• _Action item_: Your answer must be the records below, repeated exactly, with every picture left out.

··· Dataset records ···

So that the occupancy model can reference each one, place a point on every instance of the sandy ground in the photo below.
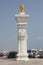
(14, 62)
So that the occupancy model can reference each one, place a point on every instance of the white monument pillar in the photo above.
(21, 19)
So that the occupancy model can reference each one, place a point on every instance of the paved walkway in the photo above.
(13, 62)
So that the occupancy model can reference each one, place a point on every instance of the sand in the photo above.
(14, 62)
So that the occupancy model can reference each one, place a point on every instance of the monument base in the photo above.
(23, 57)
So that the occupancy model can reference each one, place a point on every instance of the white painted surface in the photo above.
(22, 35)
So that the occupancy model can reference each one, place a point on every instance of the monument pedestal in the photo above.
(22, 35)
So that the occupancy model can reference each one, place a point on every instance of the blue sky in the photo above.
(8, 25)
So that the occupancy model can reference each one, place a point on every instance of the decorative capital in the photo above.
(21, 8)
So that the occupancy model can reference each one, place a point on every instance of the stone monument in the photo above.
(21, 19)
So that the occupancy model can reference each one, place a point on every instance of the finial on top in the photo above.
(22, 8)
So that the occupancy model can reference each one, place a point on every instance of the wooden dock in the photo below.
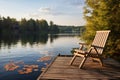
(60, 69)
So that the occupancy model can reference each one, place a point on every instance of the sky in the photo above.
(61, 12)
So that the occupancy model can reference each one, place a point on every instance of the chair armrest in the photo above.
(82, 43)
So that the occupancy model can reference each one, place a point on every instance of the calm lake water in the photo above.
(29, 51)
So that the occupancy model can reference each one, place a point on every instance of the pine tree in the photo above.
(103, 15)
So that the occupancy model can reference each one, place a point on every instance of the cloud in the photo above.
(45, 10)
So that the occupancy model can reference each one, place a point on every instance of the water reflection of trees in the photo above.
(32, 39)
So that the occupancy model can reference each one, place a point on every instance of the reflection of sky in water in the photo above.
(29, 54)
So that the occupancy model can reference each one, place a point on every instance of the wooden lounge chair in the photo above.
(96, 48)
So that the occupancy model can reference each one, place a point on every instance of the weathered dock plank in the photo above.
(60, 69)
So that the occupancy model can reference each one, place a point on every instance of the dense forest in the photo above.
(103, 15)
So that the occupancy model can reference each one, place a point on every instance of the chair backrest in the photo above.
(100, 40)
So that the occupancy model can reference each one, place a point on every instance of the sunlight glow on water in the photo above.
(29, 54)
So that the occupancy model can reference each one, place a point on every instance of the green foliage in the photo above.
(103, 15)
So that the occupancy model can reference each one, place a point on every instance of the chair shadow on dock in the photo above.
(60, 69)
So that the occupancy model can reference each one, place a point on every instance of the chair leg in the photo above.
(101, 61)
(72, 59)
(82, 63)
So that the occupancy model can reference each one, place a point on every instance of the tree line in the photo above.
(10, 26)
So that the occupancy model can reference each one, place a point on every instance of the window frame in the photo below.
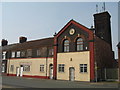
(79, 44)
(42, 68)
(23, 55)
(13, 54)
(26, 68)
(4, 55)
(83, 68)
(66, 45)
(11, 68)
(18, 54)
(29, 52)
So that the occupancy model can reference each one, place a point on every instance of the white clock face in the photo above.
(72, 31)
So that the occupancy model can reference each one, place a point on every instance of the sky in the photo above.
(36, 20)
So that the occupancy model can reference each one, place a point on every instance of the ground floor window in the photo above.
(61, 67)
(41, 68)
(12, 68)
(83, 68)
(26, 68)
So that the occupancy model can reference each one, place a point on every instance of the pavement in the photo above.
(22, 82)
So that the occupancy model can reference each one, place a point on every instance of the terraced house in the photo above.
(75, 53)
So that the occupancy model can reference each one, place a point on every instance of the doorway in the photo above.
(51, 71)
(71, 74)
(17, 71)
(21, 70)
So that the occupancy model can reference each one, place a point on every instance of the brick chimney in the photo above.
(4, 42)
(22, 39)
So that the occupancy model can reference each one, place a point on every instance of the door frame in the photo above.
(70, 73)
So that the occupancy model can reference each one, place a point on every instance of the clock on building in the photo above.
(72, 31)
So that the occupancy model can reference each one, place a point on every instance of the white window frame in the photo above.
(18, 54)
(4, 55)
(41, 68)
(29, 52)
(51, 51)
(12, 68)
(38, 52)
(83, 68)
(61, 67)
(13, 54)
(23, 53)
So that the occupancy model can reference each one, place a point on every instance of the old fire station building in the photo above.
(75, 53)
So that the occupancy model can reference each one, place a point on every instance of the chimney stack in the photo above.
(4, 42)
(22, 39)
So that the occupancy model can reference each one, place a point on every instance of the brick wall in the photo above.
(104, 56)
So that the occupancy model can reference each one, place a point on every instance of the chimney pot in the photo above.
(4, 42)
(22, 39)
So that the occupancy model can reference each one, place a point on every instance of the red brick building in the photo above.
(74, 53)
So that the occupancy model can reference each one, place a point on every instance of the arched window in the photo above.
(79, 44)
(66, 45)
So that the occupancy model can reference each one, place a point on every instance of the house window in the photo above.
(61, 68)
(13, 54)
(26, 68)
(18, 54)
(83, 68)
(22, 53)
(29, 52)
(4, 55)
(79, 44)
(66, 45)
(12, 68)
(38, 52)
(51, 51)
(41, 68)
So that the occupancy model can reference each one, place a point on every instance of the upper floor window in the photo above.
(26, 68)
(18, 54)
(83, 68)
(61, 67)
(79, 44)
(41, 68)
(29, 52)
(66, 46)
(23, 53)
(38, 52)
(13, 54)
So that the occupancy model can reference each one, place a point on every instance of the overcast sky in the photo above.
(37, 20)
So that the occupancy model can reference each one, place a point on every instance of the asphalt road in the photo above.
(22, 82)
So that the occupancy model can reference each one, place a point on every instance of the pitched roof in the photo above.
(31, 44)
(75, 23)
(118, 45)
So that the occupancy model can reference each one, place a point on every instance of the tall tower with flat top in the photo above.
(103, 26)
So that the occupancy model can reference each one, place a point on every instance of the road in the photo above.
(22, 82)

···

• _Task response_:
So that the occupancy model can reference each one, place a point on every instance of the sandy ground in the photo below.
(14, 62)
So that the occupancy model can reference each one, place a point on every instance of the white monument pillar in the photo above.
(21, 19)
So that the occupancy model can reference each one, place a point on every instance of the paved walkway in the photo above.
(13, 62)
So that the occupancy model can reference each one, place a point on every instance of the sand in the photo above.
(14, 62)
So that the occupancy model can reference each one, place a point on every instance of the monument base in the photo above.
(23, 57)
So that the occupancy model can reference each one, place a point on every instance of the white painted surface in the photo above.
(22, 35)
So that the occupancy model can reference each one, place a point on every instance of the monument pedestal in the photo above.
(22, 35)
So that the occupancy model can reference each one, place a point on every instance of the blue sky in the photo above.
(8, 25)
So that the occupancy model can reference each one, place a point on every instance of the decorative capital in the photo above.
(21, 8)
So that the occupancy model can reference each one, place a point on every instance of the stone monument in the photo above.
(21, 19)
So that the occupancy model can reference each one, place a point on every instance of the finial on top in the photo above.
(22, 8)
So that the occupancy model can reference each one, place a point on every instance of the wooden dock in the photo below.
(60, 69)
So that the occupancy model can reference each one, place a point on every instance of the sky in the photo above.
(61, 12)
So that the occupancy model can reference each one, place a point on every instance of the chair armrest in the photo above.
(82, 43)
So that the occupancy model can reference each one, place a point on every instance of the calm lake water in the photo above.
(29, 51)
So that the occupancy model can reference each one, place a point on every instance of the pine tree in the photo above.
(103, 15)
So that the occupancy model can reference each one, place a point on every instance of the cloud in the photo above.
(45, 10)
So that the occupancy model can reference each one, place a point on every instance of the water reflection of trees in the photo above.
(32, 39)
So that the occupancy model can reference each one, place a point on every instance of the reflection of sky in water in the photo above.
(29, 54)
So that the occupancy model can reference each one, place a point on every instance of the wooden lounge chair in the photo above.
(96, 48)
So that the occupancy model can reference each one, place a point on every instance of the weathered dock plank in the photo above.
(60, 69)
So that the occupancy model can reference each one, place a point on every instance of the dense forest in the photo above.
(103, 15)
So that the occupancy model can reference each one, place a point on every instance of the chair backrest in the photo above.
(100, 40)
So that the occupancy model can reference each one, place a point on every instance of the sunlight glow on water in the photo above.
(29, 54)
So that the occupancy model can reference each one, place a point on every instance of the green foliage in the photo above.
(103, 15)
So that the occupancy model can reference each one, place a point on every instance of the chair shadow on dock in the photo above.
(60, 69)
So that the occupancy model can reference each one, place a point on every instance of the chair leg in the photo above.
(101, 61)
(72, 59)
(82, 63)
So that the occupancy model can reference each one, place a point on every instance of the tree line in the photo above.
(10, 26)
So that the occupancy model can reference each one, place a point on every instance of the window frame in the photo below.
(79, 44)
(42, 68)
(23, 55)
(13, 54)
(26, 68)
(4, 55)
(83, 68)
(66, 45)
(11, 68)
(18, 54)
(29, 52)
So that the occupancy model can reference each one, place a point on every instance of the white clock face in the photo above.
(72, 31)
So that the occupancy model can reference each one, place a point on every instance of the sky in the photo above.
(36, 20)
So that the occupancy model can reference each one, place a point on every instance of the ground floor window in the photo above.
(61, 67)
(41, 68)
(12, 68)
(83, 68)
(26, 68)
So that the occupancy model can reference each one, place a point on every instance of the pavement in the photo above.
(22, 82)
So that the occupancy model can reference each one, place a point on every instance of the terraced house in the photo above.
(75, 53)
So that the occupancy model can reference each one, place a point on every instance of the doorway in the photo above.
(51, 71)
(71, 74)
(17, 71)
(21, 70)
So that the occupancy model can reference each one, place a point on every instance of the brick chimney in the photo above.
(4, 42)
(22, 39)
So that the occupancy model can reference each one, place a point on every instance of the door frame in the photo above.
(70, 73)
So that the occupancy model can reference each one, place a point on every instance of the clock on building in the photo above.
(72, 31)
So that the occupancy model can reference each one, place a point on every instance of the white window frame in the photo above.
(18, 54)
(4, 55)
(41, 68)
(29, 52)
(51, 51)
(12, 68)
(38, 52)
(83, 68)
(61, 67)
(13, 54)
(23, 53)
So that the occupancy model can reference each one, place a point on every instance of the old fire station building in the photo above.
(75, 53)
So that the occupancy model can reference each one, place a point on every instance of the chimney stack in the photo above.
(4, 42)
(22, 39)
So that the occupancy model can reference each one, place a point on every instance of the brick wall in the photo above.
(104, 56)
So that the occupancy model can reference each one, place a point on every instance of the chimney pot in the photo above.
(4, 42)
(22, 39)
So that the occupancy model can reference each one, place a point on every instance of the red brick building in the photo above.
(74, 53)
So that the occupancy model can reference each one, place a point on every instance of the arched window in the photo above.
(79, 44)
(66, 45)
So that the occupancy model can reference each one, place a point on every instance of the house window in the photo above.
(61, 68)
(13, 54)
(26, 68)
(18, 54)
(83, 68)
(22, 53)
(29, 52)
(4, 55)
(79, 44)
(66, 45)
(12, 68)
(38, 52)
(51, 51)
(41, 68)
So that the occupancy model can reference each one, place a point on every instance of the upper floor window in the photo above.
(26, 68)
(18, 54)
(83, 68)
(61, 67)
(79, 44)
(41, 68)
(29, 52)
(66, 46)
(23, 53)
(38, 52)
(13, 54)
So that the occupancy model can reference each one, place a point on every instance of the overcast sky in the photo above.
(37, 20)
So that the occupancy model can reference each one, place a point on every instance of the asphalt road in the photo above.
(22, 82)
So that the occupancy model can reference each one, place a point on every instance of the pitched roof in the photo above.
(31, 44)
(75, 23)
(118, 45)
So that the occupancy model can reference each one, place a point on every instance of the tall tower with flat top in the photo above.
(103, 26)
So that the occupancy model can reference each one, place a point on every instance of the road in the photo above.
(22, 82)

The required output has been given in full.